## TRAVAIL DEMANDÉ
Recopiez mot pour mot le passage du texte sur l'équité procédurale qui commence par « [21]  Le demandeur » et se termine par « ne sauraient réussir. ».

## TEXTE FOURNI
B.  L’équité procédurale

[21]  Le demandeur prétend, pour l’essentiel, que l’Agent aurait contrevenu aux règles de l’équité procédurale, telles qu’elles s’imposaient à lui aux termes, notamment, du Guide Opérationnel de Citoyenneté et Immigration Canada, Traitement des demandes à l’étranger, de trois façons, soit : (i) en faisant défaut de lui donner un préavis adéquat de ce qui serait discuté lors de son entrevue du mois d’août 2014, laquelle a surtout porté sur sa connaissance de l’Islam et de la doctrine du Takfir; (ii) en omettant de lui communiquer toute l’information qu’il détenait et sur laquelle sa décision allait être basée, y compris la preuve extrinsèque; et (iii) en ne motivant pas suffisamment sa décision.

[22]  Ces trois moyens ne sauraient réussir.

[23]  Il est de jurisprudence constante que la notion d’équité procédurale est éminemment variable et que son contenu est tributaire du contexte particulier de chaque cas (Baker c Canada (Ministre de la Citoyenneté et de l’Immigration), [1999] 2 RCS 817 au para 21). En d’autres termes, il revient à la Cour de déterminer si le processus ayant mené à la décision contestée dans un cas donné satisfait au degré de protection procédurale requis dans les circonstances de l’espèce.

[24]  À cet égard, il est aussi de jurisprudence constante que le degré d’équité procédurale qui s’impose à un agent de visas appelé à déterminer s’il y a lieu d’octroyer un visa à une personne qui est à l’extérieur du Canada se situe vers l’extrémité inférieure du registre. En d’autres termes, elle est minimale même si le refus d’octroyer le visa peut avoir des répercussions non‑négligeables pour cette personne et sa famille. Il en est ainsi non seulement parce que la Loi ne confère pas un droit à l’obtention d’un visa et que la décision d’octroyer ou non un visa demeure hautement discrétionnaire, mais aussi parce que dans de tels cas, le demandeur de visa, contrairement à l’étranger se trouvant au Canada et qui se voit interdit de territoire, ne risque pas d’être placé en détention ou encore d’être renvoyé dans un pays où sa vie, sa sécurité ou sa liberté sont à risque (Chiau c Canada (Ministre de la Citoyenneté et de l’Immigration) (2000), [2001] 2 CF 297 au para 54, [2000] ACF no2043 (QL) (CA) [Chiau]; Khan c Canada (Ministre de la Citoyenneté et de l’Immigration), 2001 CAF 345 au para 30, [2002] 2 CF 413 [Khan]; Medovarski c Canada (Ministre de la Citoyenneté et de l’Immigration), 2005 CSC 51 au para 46, [2005] 2 RCS 539 [Medovarski]; Fouad c Canada (Ministre de la Citoyenneté et de l’Immigration), 2012 CF 460 au para 14 [Fouad]).

## DONNÉES FOURNIES
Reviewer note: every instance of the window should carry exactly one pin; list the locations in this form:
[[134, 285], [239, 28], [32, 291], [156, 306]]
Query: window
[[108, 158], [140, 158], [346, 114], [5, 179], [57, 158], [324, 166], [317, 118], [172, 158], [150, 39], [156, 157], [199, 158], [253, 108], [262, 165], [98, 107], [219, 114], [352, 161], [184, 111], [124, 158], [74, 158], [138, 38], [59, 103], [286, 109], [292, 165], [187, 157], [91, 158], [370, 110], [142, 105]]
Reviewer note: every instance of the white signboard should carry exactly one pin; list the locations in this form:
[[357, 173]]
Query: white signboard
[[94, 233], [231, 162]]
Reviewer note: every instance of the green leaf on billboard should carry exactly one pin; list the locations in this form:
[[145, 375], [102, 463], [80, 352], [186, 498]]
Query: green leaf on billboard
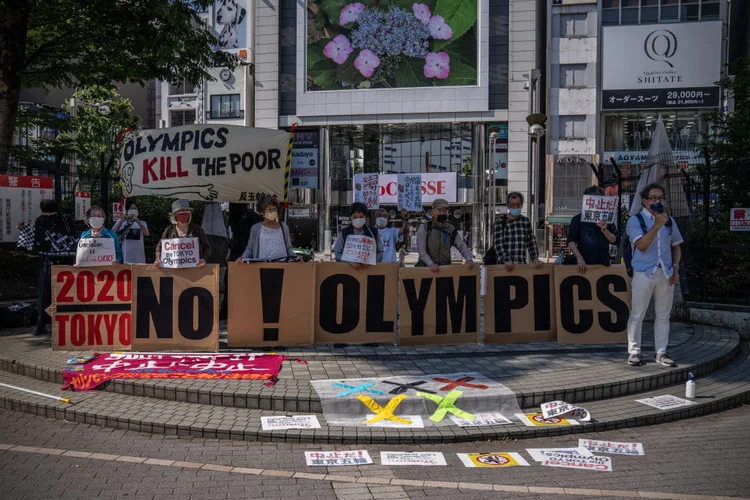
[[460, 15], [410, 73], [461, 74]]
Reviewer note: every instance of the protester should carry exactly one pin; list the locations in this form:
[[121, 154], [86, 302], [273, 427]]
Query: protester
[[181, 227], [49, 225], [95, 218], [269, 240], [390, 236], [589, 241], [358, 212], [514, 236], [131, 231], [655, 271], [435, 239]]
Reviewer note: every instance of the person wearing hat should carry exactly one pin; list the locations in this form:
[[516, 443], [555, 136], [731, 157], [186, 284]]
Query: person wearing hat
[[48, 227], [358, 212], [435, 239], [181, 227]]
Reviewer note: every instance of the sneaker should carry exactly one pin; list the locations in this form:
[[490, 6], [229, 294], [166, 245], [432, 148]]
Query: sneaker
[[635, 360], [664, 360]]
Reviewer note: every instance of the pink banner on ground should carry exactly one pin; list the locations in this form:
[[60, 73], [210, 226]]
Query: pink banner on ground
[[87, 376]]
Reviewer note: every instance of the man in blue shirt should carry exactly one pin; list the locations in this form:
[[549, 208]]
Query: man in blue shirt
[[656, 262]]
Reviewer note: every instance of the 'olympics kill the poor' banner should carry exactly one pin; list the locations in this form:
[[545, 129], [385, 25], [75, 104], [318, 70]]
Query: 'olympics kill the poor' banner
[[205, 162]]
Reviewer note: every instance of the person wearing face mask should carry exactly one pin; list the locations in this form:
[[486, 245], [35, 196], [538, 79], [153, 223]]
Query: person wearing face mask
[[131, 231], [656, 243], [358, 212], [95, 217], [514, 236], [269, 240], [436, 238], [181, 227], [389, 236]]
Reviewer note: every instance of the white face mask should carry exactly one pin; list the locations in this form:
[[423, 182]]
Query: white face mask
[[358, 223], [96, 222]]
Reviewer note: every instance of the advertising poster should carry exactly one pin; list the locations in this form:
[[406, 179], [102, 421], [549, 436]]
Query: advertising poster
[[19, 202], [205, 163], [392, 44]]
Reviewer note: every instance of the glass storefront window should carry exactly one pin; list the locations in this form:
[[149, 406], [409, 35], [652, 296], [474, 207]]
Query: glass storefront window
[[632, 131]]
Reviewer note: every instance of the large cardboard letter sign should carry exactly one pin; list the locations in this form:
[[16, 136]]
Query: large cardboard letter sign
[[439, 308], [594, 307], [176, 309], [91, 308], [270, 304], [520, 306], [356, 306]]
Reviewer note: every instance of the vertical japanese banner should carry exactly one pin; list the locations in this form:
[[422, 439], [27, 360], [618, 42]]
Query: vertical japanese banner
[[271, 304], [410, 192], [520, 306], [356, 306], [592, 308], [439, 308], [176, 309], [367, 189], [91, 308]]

## SOLUTION PROPOSÉE
[21]  Le demandeur prétend, pour l’essentiel, que l’Agent aurait contrevenu aux règles de l’équité procédurale, telles qu’elles s’imposaient à lui aux termes, notamment, du Guide Opérationnel de Citoyenneté et Immigration Canada, Traitement des demandes à l’étranger, de trois façons, soit : (i) en faisant défaut de lui donner un préavis adéquat de ce qui serait discuté lors de son entrevue du mois d’août 2014, laquelle a surtout porté sur sa connaissance de l’Islam et de la doctrine du Takfir; (ii) en omettant de lui communiquer toute l’information qu’il détenait et sur laquelle sa décision allait être basée, y compris la preuve extrinsèque; et (iii) en ne motivant pas suffisamment sa décision.

[22]  Ces trois moyens ne sauraient réussir.